Nothing but the lines below, from the first through the line containing "Mark one point on every instance of the asphalt", should be set down, each one exactly and without pictures.

■ **Data records**:

=== Section Start ===

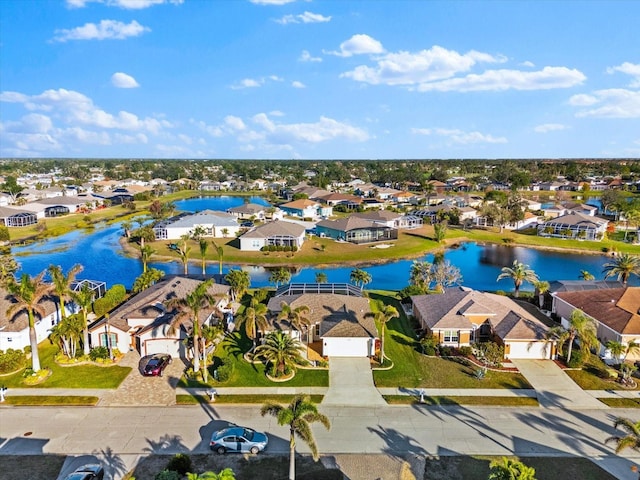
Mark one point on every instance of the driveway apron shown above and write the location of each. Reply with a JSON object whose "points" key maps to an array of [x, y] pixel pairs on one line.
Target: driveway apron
{"points": [[554, 388], [351, 383], [139, 390]]}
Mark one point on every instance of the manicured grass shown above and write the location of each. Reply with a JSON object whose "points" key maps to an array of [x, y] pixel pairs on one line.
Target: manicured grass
{"points": [[80, 376], [547, 468], [54, 400], [621, 402], [235, 399], [594, 376], [463, 400], [245, 374], [412, 369]]}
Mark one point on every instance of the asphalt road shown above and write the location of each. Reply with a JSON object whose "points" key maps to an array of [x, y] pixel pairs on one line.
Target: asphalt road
{"points": [[129, 432]]}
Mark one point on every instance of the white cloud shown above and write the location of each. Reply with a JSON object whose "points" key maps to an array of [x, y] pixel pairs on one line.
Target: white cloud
{"points": [[496, 80], [459, 136], [406, 68], [126, 4], [549, 127], [105, 30], [247, 83], [305, 56], [306, 17], [632, 69], [122, 80], [358, 45], [610, 103]]}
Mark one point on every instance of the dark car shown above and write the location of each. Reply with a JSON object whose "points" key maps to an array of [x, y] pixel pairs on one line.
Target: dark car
{"points": [[87, 472], [156, 365], [238, 439]]}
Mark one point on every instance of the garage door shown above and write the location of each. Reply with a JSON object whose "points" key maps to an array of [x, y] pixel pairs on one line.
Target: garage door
{"points": [[346, 347], [530, 350], [171, 346]]}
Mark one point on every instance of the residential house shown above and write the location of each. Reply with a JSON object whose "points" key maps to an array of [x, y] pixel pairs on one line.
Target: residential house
{"points": [[144, 323], [212, 222], [339, 314], [575, 225], [277, 233], [305, 208], [462, 317], [615, 311], [356, 230]]}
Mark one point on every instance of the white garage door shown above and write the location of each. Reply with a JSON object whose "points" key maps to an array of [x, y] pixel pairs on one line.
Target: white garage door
{"points": [[171, 346], [530, 350], [346, 347]]}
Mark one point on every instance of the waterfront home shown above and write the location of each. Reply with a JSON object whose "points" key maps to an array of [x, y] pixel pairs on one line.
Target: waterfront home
{"points": [[462, 317], [615, 311], [212, 223], [305, 208], [356, 230], [340, 323], [574, 225], [14, 330], [144, 323], [279, 233]]}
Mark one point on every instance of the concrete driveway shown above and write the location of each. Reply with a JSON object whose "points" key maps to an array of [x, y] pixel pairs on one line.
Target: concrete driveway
{"points": [[351, 383], [554, 388]]}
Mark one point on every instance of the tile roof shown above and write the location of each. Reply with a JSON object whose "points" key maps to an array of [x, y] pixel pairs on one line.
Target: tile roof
{"points": [[617, 308], [509, 319], [338, 315]]}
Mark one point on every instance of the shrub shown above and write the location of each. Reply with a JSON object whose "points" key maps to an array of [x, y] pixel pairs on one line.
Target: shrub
{"points": [[168, 475], [577, 359], [99, 353], [225, 369], [12, 360], [180, 463]]}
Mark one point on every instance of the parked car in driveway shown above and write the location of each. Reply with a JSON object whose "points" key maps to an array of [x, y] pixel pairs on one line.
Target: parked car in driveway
{"points": [[238, 439], [87, 472], [156, 364]]}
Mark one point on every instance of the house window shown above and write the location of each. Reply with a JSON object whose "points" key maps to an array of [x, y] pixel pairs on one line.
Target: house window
{"points": [[450, 336]]}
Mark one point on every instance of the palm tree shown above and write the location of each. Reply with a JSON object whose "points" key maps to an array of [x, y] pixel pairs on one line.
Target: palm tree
{"points": [[145, 255], [509, 469], [28, 293], [622, 267], [280, 276], [220, 253], [297, 317], [254, 319], [239, 281], [280, 351], [382, 317], [321, 277], [586, 276], [631, 439], [300, 413], [190, 307], [360, 277], [582, 327], [519, 273], [204, 246], [84, 298], [62, 284]]}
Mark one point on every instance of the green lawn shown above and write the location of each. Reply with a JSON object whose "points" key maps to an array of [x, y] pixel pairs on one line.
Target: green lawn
{"points": [[80, 376], [411, 369], [247, 374]]}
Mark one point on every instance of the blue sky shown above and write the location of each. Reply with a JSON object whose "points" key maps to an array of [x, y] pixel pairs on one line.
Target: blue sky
{"points": [[279, 79]]}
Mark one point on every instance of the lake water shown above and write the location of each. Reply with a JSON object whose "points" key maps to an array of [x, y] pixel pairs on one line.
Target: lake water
{"points": [[99, 252]]}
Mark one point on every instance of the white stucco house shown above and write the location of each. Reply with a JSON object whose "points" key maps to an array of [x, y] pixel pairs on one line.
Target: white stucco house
{"points": [[144, 323], [214, 223]]}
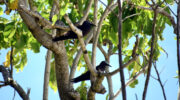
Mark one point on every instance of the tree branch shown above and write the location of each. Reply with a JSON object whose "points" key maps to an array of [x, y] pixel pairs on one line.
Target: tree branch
{"points": [[86, 12], [122, 77], [178, 47], [151, 53], [80, 37], [131, 80], [9, 81], [76, 59], [159, 80], [95, 39]]}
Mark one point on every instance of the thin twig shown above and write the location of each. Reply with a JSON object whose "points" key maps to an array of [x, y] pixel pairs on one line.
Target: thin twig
{"points": [[44, 22], [86, 12], [96, 35], [159, 80], [178, 47], [11, 62], [14, 94], [170, 9], [151, 53], [80, 38], [131, 80], [76, 59], [9, 81], [122, 77]]}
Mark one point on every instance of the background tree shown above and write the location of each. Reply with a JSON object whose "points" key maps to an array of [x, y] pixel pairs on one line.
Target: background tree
{"points": [[36, 23]]}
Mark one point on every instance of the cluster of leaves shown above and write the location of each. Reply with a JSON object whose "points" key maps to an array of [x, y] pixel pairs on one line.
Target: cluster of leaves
{"points": [[14, 33]]}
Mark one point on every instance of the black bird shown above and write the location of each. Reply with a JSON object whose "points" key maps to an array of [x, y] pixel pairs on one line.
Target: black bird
{"points": [[85, 28], [86, 76]]}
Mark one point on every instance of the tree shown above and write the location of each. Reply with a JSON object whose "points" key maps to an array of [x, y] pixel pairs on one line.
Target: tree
{"points": [[36, 23]]}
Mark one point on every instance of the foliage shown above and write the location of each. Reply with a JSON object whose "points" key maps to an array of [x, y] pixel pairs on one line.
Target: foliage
{"points": [[13, 32]]}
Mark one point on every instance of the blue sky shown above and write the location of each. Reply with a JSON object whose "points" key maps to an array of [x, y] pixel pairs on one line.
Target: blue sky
{"points": [[32, 75]]}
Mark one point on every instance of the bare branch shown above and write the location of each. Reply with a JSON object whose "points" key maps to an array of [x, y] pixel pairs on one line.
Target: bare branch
{"points": [[95, 20], [86, 12], [47, 75], [132, 80], [11, 62], [9, 81], [178, 47], [151, 53], [125, 65], [159, 80], [102, 50], [96, 35], [122, 77], [80, 37], [44, 22], [76, 59]]}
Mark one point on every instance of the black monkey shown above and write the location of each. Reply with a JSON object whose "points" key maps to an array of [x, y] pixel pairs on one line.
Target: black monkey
{"points": [[85, 28], [86, 76]]}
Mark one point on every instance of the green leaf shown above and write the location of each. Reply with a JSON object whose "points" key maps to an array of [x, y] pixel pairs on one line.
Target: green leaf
{"points": [[52, 80], [82, 89], [171, 2], [1, 11], [9, 27], [134, 83], [35, 46]]}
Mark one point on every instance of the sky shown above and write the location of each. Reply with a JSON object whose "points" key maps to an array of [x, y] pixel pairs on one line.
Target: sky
{"points": [[32, 75]]}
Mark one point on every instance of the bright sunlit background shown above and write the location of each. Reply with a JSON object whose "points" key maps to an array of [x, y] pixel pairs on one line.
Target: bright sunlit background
{"points": [[32, 75]]}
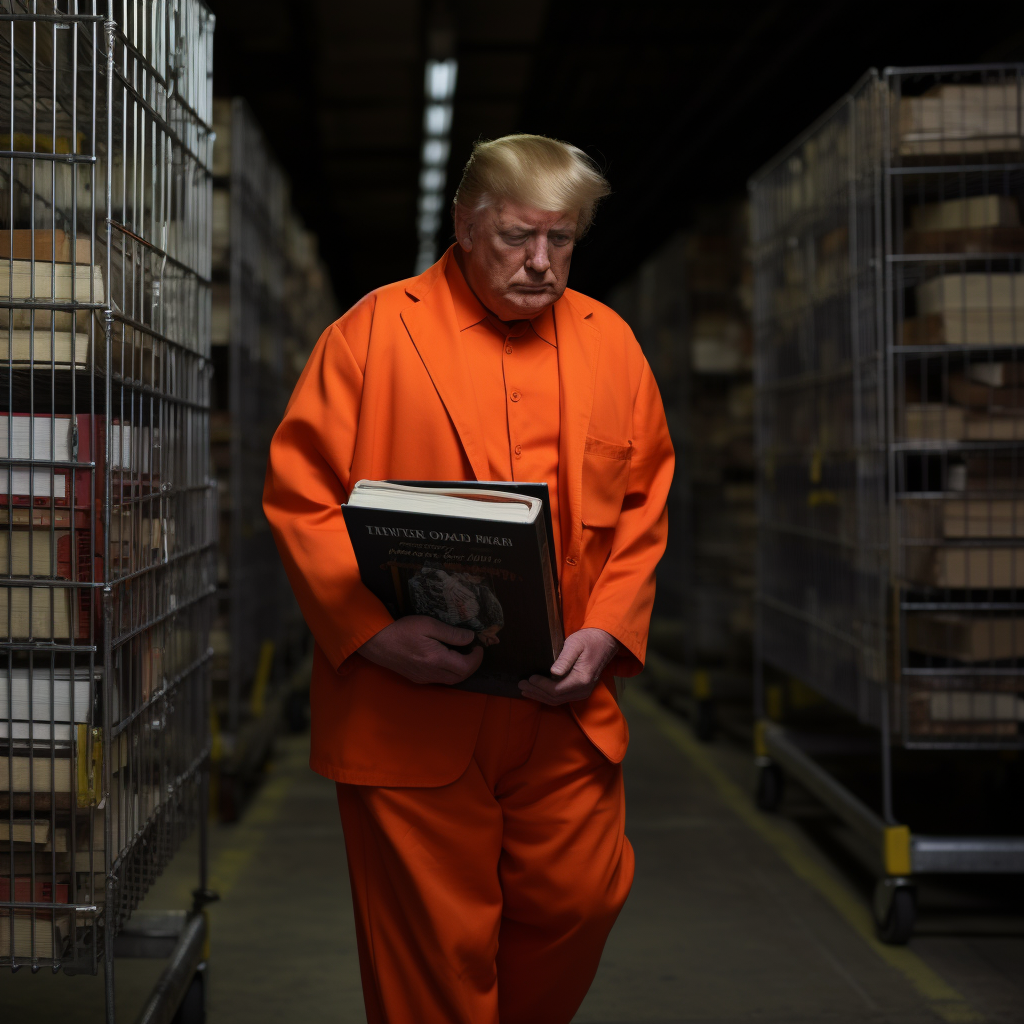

=== Section End ===

■ **Solution**:
Mark one point on every instance of the driveway apron shown above and write the location of each. Reply with a JSON object whose "points" key maps to an array of [x, y] pixel pairs on one line.
Target: driveway apron
{"points": [[554, 388], [351, 383], [139, 390]]}
Mark one point on every instance of the manicured grass shown above and write the location of each. Reply with a JSON object whose "points" key maps to an array of [x, y] pixel pairs on one line.
Target: manicured grass
{"points": [[80, 376], [547, 468], [54, 400], [621, 402], [235, 399], [594, 376], [463, 400], [245, 374], [412, 369]]}
Mark one point on every instance of the asphalt road shown above and write the location of each. Reply with a JSON object whose "points" key maps to an array of [x, y] pixel pairs on one line.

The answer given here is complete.